─── ENTRIES ───

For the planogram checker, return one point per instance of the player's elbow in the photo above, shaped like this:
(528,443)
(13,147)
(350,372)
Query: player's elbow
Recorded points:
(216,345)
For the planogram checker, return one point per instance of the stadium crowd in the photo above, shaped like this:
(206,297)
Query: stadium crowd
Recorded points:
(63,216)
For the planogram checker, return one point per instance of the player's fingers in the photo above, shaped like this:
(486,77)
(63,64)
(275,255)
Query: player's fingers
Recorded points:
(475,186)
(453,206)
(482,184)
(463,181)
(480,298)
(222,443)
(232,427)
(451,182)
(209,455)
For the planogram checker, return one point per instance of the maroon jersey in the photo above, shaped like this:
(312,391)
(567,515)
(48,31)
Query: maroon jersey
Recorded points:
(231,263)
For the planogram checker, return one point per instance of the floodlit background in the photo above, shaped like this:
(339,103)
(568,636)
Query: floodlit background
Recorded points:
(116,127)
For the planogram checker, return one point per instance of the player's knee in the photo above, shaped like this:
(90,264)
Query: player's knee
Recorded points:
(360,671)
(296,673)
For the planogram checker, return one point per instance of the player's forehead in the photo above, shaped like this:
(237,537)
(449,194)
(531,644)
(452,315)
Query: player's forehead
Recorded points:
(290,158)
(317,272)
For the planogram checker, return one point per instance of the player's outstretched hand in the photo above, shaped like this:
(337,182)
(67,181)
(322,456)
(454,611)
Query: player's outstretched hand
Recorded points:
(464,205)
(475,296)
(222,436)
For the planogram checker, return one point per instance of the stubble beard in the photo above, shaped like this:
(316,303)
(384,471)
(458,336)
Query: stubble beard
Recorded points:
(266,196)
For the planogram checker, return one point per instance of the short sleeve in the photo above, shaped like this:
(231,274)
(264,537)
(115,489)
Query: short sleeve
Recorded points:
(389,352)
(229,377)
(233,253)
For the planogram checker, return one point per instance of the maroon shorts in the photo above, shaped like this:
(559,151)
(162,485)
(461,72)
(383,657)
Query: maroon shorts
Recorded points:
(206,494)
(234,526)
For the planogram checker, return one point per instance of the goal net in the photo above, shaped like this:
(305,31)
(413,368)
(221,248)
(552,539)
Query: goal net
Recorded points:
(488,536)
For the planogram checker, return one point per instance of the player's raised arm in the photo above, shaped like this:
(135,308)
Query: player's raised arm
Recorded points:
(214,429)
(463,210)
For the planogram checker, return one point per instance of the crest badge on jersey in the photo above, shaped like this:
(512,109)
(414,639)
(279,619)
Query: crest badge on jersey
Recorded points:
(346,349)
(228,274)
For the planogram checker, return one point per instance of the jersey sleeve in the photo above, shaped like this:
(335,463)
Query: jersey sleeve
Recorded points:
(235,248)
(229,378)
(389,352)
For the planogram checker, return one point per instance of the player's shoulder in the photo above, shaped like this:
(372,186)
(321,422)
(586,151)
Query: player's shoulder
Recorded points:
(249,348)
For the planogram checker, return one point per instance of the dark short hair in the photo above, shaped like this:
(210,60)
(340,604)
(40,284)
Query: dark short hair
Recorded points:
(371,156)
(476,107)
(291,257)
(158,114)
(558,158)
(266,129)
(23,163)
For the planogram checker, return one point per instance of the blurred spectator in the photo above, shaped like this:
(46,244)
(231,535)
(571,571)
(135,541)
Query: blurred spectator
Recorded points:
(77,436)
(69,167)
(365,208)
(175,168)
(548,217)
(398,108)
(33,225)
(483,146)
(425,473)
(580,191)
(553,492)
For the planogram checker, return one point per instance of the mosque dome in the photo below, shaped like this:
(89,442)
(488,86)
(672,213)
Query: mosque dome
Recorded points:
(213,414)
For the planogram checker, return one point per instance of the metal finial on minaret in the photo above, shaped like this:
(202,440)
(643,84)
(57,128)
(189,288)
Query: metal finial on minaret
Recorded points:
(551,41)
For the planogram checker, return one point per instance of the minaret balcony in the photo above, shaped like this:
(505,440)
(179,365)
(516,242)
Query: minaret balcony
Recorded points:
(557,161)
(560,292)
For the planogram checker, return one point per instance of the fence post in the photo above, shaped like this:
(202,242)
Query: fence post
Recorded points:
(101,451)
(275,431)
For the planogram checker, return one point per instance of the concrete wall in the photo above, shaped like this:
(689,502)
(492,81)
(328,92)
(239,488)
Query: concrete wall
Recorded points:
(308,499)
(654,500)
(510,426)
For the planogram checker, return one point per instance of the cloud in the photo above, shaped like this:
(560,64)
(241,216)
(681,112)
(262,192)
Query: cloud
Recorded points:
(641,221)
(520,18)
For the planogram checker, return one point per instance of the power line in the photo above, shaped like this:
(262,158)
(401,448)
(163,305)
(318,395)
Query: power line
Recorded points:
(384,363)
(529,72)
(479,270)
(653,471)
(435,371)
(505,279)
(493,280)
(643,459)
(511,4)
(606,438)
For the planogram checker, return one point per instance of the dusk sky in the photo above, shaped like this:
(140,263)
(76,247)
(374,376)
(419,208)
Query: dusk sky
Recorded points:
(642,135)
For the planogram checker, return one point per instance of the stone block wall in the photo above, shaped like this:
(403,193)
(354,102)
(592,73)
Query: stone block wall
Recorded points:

───

__OBJECTIVE__.
Copy out exactly the lines running from the line with "of the fence" to the end of the records, inclusive.

__FINISHED EXERCISE__.
For the planogram checker, return one point per instance of the fence post in the photo above, shaped like this:
(202,242)
Query: fence post
Recorded points:
(101,451)
(275,431)
For the planogram checker, return one point per instance of the concrete wall in the photo above, shaped like this:
(689,502)
(492,81)
(328,92)
(239,488)
Query: concrete wall
Recorded points:
(308,499)
(654,500)
(510,426)
For the planogram checker, return one point per instance of the cloud in the photo above, shaped like this:
(560,64)
(241,216)
(681,112)
(262,192)
Query: cloud
Recorded points:
(641,221)
(520,18)
For the planogram checker, return one point per instance of the power line in the photo above, shaped like this:
(262,158)
(401,448)
(163,305)
(318,395)
Query: power line
Recorded points:
(384,363)
(529,72)
(479,270)
(653,471)
(435,371)
(505,279)
(493,280)
(643,459)
(511,4)
(606,438)
For the planogram checker, return one point per instance of the dusk sky in the photo above, shaped like this:
(140,263)
(76,247)
(374,376)
(419,208)
Query: dusk sky
Recorded points:
(642,135)
For the planogram checker, return one point per instance of the stone block wall in the photo above, shaped like this:
(403,193)
(354,102)
(592,73)
Query: stone block wall
Recorded points:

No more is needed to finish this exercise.